◆ WHAT YOU HAVE TO DO
What do the lines from the one containing "Could you please mark the dark hair" through the end of the entries say? Quote them exactly, and only them.
○ ○ ○ ○ ○
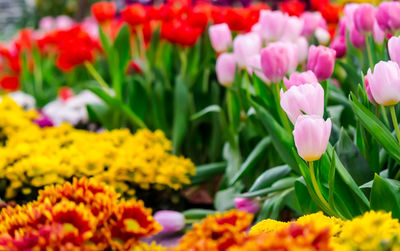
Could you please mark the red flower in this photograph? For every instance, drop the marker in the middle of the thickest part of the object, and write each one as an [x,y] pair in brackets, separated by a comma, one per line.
[293,7]
[104,11]
[135,14]
[9,83]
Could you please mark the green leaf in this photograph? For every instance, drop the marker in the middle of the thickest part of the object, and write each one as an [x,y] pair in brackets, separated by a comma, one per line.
[376,128]
[270,176]
[281,139]
[205,111]
[206,172]
[252,159]
[181,114]
[384,197]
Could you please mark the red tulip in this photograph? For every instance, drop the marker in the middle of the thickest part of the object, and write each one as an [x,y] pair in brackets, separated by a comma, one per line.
[104,11]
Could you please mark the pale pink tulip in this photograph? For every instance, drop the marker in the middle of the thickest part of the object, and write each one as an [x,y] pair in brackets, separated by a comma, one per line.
[394,49]
[311,136]
[300,78]
[254,65]
[247,205]
[364,17]
[245,46]
[307,98]
[171,221]
[385,83]
[321,60]
[220,37]
[275,61]
[273,24]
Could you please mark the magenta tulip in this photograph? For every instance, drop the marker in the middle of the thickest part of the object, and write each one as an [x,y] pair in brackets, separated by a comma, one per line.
[272,24]
[340,46]
[385,83]
[247,205]
[307,98]
[364,18]
[321,60]
[226,68]
[220,37]
[171,221]
[394,49]
[245,46]
[275,61]
[311,136]
[254,66]
[300,78]
[388,16]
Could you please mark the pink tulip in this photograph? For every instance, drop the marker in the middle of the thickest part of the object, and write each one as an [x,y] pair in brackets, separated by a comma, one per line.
[247,205]
[254,65]
[312,21]
[307,98]
[226,68]
[368,91]
[385,83]
[388,16]
[220,37]
[272,24]
[340,46]
[394,49]
[379,34]
[364,17]
[357,39]
[302,49]
[293,29]
[275,61]
[311,136]
[300,78]
[321,60]
[245,46]
[171,221]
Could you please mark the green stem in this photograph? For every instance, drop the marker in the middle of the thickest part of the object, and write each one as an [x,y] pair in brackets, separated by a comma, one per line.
[281,113]
[315,185]
[395,123]
[96,75]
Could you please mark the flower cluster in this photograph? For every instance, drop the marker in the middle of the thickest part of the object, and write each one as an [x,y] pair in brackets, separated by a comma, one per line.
[33,157]
[83,215]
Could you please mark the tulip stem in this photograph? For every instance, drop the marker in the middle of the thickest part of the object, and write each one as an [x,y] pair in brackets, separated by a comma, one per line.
[315,185]
[395,123]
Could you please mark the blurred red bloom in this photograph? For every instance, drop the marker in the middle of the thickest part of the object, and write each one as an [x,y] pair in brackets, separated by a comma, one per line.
[9,82]
[104,11]
[135,14]
[293,7]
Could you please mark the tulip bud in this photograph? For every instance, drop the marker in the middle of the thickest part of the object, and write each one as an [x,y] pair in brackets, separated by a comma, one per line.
[357,39]
[308,98]
[272,24]
[254,65]
[379,34]
[245,46]
[171,221]
[311,136]
[385,83]
[321,60]
[388,16]
[226,68]
[275,61]
[247,205]
[364,17]
[368,91]
[394,49]
[340,46]
[300,78]
[293,29]
[221,37]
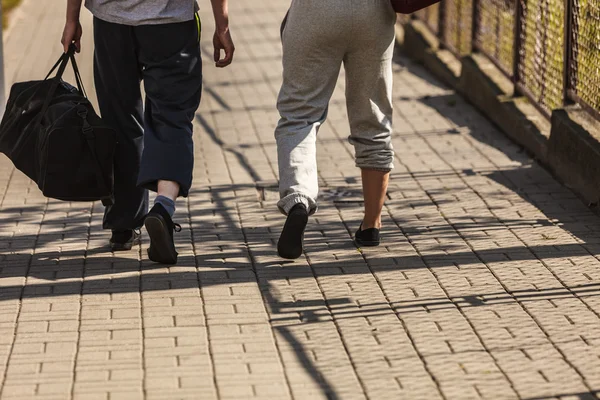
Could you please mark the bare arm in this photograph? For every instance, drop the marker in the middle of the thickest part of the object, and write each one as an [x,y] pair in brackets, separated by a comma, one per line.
[222,38]
[72,32]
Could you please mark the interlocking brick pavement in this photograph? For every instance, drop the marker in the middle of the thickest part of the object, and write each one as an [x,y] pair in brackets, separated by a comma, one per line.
[487,285]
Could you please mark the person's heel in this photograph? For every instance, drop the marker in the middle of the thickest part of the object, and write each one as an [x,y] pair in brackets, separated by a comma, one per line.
[368,237]
[292,237]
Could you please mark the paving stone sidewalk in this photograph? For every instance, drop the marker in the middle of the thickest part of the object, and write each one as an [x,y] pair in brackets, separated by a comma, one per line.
[487,285]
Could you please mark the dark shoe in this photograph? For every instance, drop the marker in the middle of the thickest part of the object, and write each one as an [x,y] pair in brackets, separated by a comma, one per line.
[367,238]
[124,240]
[160,228]
[290,241]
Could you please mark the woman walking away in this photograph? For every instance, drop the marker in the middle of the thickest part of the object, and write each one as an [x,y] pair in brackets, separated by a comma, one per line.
[318,37]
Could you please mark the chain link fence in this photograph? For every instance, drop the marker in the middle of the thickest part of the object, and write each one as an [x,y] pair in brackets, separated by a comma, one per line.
[541,52]
[431,17]
[549,48]
[584,65]
[457,25]
[494,22]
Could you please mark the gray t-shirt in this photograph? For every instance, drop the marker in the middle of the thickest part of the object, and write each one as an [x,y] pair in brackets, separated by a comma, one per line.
[143,12]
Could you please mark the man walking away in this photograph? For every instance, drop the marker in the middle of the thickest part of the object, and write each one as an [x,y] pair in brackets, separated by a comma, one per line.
[318,37]
[157,42]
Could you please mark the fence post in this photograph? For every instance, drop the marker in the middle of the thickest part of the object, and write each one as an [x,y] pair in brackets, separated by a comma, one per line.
[474,25]
[517,46]
[441,27]
[568,50]
[2,85]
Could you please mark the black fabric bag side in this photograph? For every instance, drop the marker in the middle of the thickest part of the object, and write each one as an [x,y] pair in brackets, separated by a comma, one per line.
[51,133]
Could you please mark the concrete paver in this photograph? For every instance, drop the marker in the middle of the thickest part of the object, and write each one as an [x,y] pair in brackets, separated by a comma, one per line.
[486,287]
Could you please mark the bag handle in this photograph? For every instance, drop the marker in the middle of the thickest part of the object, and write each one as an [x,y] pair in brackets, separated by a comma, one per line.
[61,64]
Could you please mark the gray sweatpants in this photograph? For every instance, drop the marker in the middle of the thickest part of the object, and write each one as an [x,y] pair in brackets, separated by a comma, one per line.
[318,36]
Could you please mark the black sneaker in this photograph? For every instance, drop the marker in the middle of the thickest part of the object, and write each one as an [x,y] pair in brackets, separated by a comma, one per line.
[124,240]
[292,236]
[160,228]
[367,238]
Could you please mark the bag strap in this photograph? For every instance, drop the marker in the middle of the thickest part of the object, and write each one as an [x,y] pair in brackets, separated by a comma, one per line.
[78,79]
[88,133]
[61,64]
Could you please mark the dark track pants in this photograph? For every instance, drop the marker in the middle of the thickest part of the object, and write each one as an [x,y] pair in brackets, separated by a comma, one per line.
[155,140]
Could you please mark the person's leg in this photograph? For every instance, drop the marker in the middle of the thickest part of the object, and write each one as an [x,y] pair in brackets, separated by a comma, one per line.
[170,55]
[117,76]
[369,101]
[375,185]
[313,49]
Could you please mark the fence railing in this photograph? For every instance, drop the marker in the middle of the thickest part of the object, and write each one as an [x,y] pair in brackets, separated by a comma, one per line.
[549,48]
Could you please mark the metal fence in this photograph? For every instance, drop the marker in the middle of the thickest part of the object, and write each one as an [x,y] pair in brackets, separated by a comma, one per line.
[549,48]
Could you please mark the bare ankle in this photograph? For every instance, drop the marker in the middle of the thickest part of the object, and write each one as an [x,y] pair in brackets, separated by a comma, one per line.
[371,224]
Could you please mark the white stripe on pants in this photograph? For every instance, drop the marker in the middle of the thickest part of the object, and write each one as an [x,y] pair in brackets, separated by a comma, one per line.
[319,36]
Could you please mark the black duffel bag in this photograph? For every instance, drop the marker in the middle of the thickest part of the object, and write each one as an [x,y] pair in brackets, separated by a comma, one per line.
[51,132]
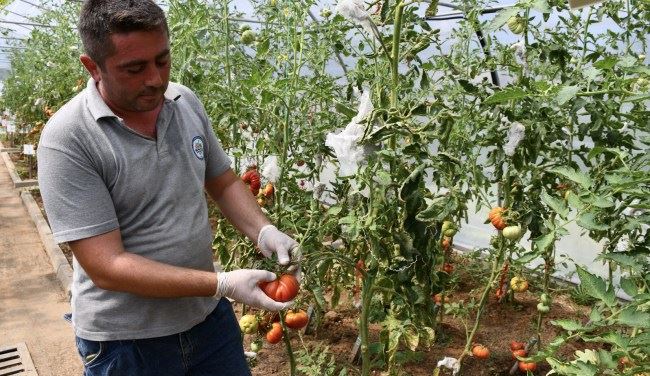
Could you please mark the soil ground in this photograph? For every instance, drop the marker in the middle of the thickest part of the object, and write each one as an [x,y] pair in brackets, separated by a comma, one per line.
[501,323]
[33,302]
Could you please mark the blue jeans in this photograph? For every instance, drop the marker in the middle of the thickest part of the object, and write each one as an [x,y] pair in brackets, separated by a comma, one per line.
[213,347]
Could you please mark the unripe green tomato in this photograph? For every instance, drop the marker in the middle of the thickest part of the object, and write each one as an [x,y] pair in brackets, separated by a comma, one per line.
[450,232]
[512,232]
[513,21]
[449,228]
[248,37]
[248,324]
[543,308]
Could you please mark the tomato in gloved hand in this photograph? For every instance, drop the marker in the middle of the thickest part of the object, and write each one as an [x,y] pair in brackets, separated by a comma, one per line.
[283,289]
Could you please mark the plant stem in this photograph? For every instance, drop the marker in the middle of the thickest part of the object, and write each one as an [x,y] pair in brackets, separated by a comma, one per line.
[367,289]
[287,344]
[399,11]
[493,274]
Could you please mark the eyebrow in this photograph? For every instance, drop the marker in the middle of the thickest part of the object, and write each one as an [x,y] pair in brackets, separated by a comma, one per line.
[133,63]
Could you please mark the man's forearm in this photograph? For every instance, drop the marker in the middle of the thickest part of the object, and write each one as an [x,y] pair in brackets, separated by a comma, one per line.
[128,272]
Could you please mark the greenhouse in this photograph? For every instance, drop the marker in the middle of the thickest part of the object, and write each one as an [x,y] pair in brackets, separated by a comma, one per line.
[273,187]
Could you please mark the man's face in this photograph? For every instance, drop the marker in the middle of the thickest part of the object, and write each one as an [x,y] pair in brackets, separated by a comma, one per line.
[134,78]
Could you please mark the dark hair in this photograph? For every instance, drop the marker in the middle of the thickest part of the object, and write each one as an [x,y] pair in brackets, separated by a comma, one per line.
[101,18]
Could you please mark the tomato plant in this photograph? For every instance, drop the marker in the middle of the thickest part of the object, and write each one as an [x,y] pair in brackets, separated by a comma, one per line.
[274,335]
[283,289]
[296,319]
[248,324]
[481,352]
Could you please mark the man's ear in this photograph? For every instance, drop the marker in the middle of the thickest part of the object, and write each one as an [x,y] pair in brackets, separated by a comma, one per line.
[91,67]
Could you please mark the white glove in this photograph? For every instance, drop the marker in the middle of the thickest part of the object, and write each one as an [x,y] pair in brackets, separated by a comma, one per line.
[241,285]
[271,240]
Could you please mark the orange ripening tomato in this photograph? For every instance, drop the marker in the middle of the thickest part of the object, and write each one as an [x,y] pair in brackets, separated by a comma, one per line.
○ ○ ○ ○ ○
◆ TASK RESULT
Could you please mark the dark hair in this photograph? For every instance, drop the marker in the middle of the thickest part of the object, and write each one as an [x,y] pair in brackets, separated by a comma, one per line.
[101,18]
Could you please mark the tomato plant in this photograph? For every instance, drop the marker in the middle of the thickest part of the object, and write each one as an [x,y] pair in brackets, separated by a comma, one per line.
[274,335]
[283,289]
[296,319]
[248,324]
[481,352]
Could you please mark the man's ear in this photograph? For every instance, drop the marker in the middle of the thickest part of the object, and write each one as an [x,y] pair in brackets, separated by a comma, one per line.
[91,67]
Could you please mark the white glove in this photograph? For every instance, drop the marker in the middle of the thickest part of the object, and write each one as an [x,y] pair in brackets, separated by a comma, one per line.
[241,285]
[271,240]
Could you please mark the orange ripening tomato in this photograph? For every instance, drop the marker in the middle of the thickest part of the object, and write each one as an [x,y] pair in brackets, separated by a comma, one per line.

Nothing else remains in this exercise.